● Objective A:
In the passage about Bryant, what bird flew across the sunset?

● Text block:
⟨

In the meantime the young man had studied law, though with
dislike of it, and with the confession that he sometimes read
"The Lyrical Ballads" when he might have been reading Blackstone.
One December afternoon in 1815, he was walking from Cummington to
Plainfield--aged twenty-one, and looking for a place in which to
settle as a lawyer. Across the vivid sunset flew a black duck, as
solitary and homeless as himself. The bird seemed an image of his
own soul, "lone wandering but not lost." Before he slept that
night he had composed the poem "To a Waterfowl." No more
authentic inspiration ever visited a poet, and though Bryant
wrote verse for more than sixty years after that crimson sky had
paled into chill December twilight, his lines never again
vibrated with such communicative passion.

⟩

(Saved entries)
⟨

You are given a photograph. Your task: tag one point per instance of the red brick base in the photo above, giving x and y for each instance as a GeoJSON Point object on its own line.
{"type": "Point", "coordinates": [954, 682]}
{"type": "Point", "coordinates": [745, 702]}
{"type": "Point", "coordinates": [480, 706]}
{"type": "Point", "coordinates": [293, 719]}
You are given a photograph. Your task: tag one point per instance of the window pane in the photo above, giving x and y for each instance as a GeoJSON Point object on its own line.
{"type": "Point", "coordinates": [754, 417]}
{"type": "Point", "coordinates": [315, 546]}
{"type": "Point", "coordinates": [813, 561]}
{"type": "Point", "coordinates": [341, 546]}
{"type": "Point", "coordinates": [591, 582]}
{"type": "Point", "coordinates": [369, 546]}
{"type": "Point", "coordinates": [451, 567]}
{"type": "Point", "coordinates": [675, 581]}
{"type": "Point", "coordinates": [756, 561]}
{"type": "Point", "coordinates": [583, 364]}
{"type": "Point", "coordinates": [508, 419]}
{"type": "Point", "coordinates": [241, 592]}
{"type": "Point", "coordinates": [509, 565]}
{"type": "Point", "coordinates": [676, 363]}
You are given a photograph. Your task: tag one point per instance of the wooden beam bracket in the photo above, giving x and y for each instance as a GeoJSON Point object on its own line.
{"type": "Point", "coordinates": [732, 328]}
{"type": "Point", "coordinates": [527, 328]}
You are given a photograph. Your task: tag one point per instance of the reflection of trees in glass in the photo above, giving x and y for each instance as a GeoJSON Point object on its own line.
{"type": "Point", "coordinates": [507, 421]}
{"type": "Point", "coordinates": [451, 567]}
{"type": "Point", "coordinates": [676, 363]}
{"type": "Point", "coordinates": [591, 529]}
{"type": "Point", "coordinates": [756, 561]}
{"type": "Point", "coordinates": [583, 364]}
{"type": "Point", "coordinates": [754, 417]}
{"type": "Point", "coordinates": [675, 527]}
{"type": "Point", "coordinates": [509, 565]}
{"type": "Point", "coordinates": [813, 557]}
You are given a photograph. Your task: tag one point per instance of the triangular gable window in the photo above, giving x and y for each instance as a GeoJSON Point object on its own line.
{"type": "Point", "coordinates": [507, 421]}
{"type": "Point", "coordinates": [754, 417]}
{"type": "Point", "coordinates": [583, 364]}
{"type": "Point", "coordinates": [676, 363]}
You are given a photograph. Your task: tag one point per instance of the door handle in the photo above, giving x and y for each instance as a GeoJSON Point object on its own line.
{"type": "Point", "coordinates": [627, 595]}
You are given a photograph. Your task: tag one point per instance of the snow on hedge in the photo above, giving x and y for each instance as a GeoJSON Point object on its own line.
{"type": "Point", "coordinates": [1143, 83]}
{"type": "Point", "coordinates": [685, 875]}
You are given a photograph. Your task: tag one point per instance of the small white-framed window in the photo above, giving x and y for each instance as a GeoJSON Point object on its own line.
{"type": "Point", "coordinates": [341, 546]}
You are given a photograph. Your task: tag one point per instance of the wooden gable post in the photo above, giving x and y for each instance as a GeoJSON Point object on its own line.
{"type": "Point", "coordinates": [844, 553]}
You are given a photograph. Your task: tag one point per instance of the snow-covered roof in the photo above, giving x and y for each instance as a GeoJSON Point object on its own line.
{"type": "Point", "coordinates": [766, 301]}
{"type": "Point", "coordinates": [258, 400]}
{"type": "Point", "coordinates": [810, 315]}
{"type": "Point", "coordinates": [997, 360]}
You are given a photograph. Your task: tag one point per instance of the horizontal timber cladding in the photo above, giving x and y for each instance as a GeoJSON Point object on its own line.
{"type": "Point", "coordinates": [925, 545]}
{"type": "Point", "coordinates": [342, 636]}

⟩

● Objective B:
Rewrite the saved entries from the line containing "of the triangular" through the last of the rows, changing "tag" to "mark" and keeping everything else unchanged. Return only those lines.

● Correct answer A:
A black duck.

● Correct answer B:
You are given a photograph. Your task: mark one point per instance of the triangular gable window in the photo above, giving x and y for each instance as a GeoJSON Point object on its own line.
{"type": "Point", "coordinates": [507, 421]}
{"type": "Point", "coordinates": [754, 417]}
{"type": "Point", "coordinates": [583, 364]}
{"type": "Point", "coordinates": [676, 363]}
You are given a photograph. Your task: mark one point per instance of the door handle in the photo above, giving x and y for each instance as a GeoJSON Point object on its own line.
{"type": "Point", "coordinates": [627, 595]}
You are given a photograph. Your task: mark one point per instance of the snow on hedge in the photo above, giving x and y for each instance as a GeoJSON Point object on its own line.
{"type": "Point", "coordinates": [1143, 83]}
{"type": "Point", "coordinates": [685, 875]}
You are given a photograph. Your task: mark one point per instance of the small white-framed window in the photo above, giving x and y for each instance as a GeoJSON Point object on its own line.
{"type": "Point", "coordinates": [341, 546]}
You are given a photograph. Your task: mark one point per instance of the wooden gable post in the photo above, giving x and y for each instance as a GeoJSON Point object on its own line.
{"type": "Point", "coordinates": [844, 553]}
You are given a photograph. Your task: mark one point per instance of the snow-covered roof in the photo above, giving x and y for each instance as a GeoJSON Point object on its own line.
{"type": "Point", "coordinates": [766, 301]}
{"type": "Point", "coordinates": [258, 400]}
{"type": "Point", "coordinates": [810, 315]}
{"type": "Point", "coordinates": [997, 360]}
You are given a photograph. Your task: mark one point per instance of the horizontal timber cladding in the photo above, giving x and y for each instance as a GeoJSON Point object on its own line.
{"type": "Point", "coordinates": [925, 545]}
{"type": "Point", "coordinates": [342, 636]}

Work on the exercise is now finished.